#### Extract provided

Circumvent censorship: Create your blog using Tor Onion Services

Circumvent censorship: Create your blog using Tor Onion Services
March 18, 2023

In the context of the publication of content by journalists, activists or bloggers, every time more, the protection of the identity of writers and readers, has become a pressing need as a measure to save each people’s lives.

Onion services can be accessed only through the Tor network, adding features that, in addition to the security of HTTPS, provide protection to the privacy of those who serve them and those who access them. Onion services are an effective tool for the evasion of censorship and for the protection of identity, factors with which journalists, activists or bloggers meet daily.

This article describes how a user with basic technical knowledge can have a blog server that can be managed remotely via an SSH connection over Tor, which will keep their identity sufficiently protected and will allow - both the author and their readers - to effectively circumvent censorship as the blog is deployed using the Tor network.

Although the project provides what is necessary for a “non-technical” user to follow the instructions and deploy the blog succesfully, the user is required to have a minimum knowledge of how to execute commands in the GNU/Linux command line.

How does it work?

The objective is to provide the user with an easy-to-execute configuration that does not require high technical knowledge, and at the same time establish, as much as possible, the protection of the identity of all the parties in the context (authors and readers). The choice of the technologies used has been made keeping this in mind.



Jekyll is a static website generator based on Ruby, which uses markdown files for content generation. Is one of the most old static website generators but is also actively developed (version 4.3.2 was released on January 2023). It is used by millions of users around the world, which makes it ideal considering that a desired characteristic in a project oriented towards identity protection is that the tools used are common enough to not be a distinguishable element that provides specific identification.


Docker is a development platform that allows you to separate infrastructure from applications by enabling the application to run independently of the infrastructure on which it is built. The Docker image configuration used in this project delivers all the necessary dependencies so that the blog is deployed autonomously from the operating system used by the server. By principle of compartmentalization, the configuration of the server is completely isolated from the installation and configuration of the necessary dependencies for the blog. Docker is widely used globally, giving it that characteristic of being common enough. This is good from a security perspective.

########
#### Supplied material

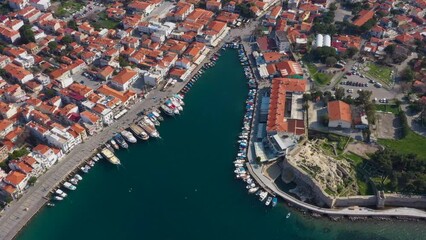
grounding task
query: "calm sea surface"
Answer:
[17,50,426,240]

########

## What is required
Transcribe the passage of the article on hosting a blog through Tor onion services that begins with the words "The objective is" and ends after "provides specific identification.", keeping every word and punctuation mark unchanged.

## Task result
The objective is to provide the user with an easy-to-execute configuration that does not require high technical knowledge, and at the same time establish, as much as possible, the protection of the identity of all the parties in the context (authors and readers). The choice of the technologies used has been made keeping this in mind.



Jekyll is a static website generator based on Ruby, which uses markdown files for content generation. Is one of the most old static website generators but is also actively developed (version 4.3.2 was released on January 2023). It is used by millions of users around the world, which makes it ideal considering that a desired characteristic in a project oriented towards identity protection is that the tools used are common enough to not be a distinguishable element that provides specific identification.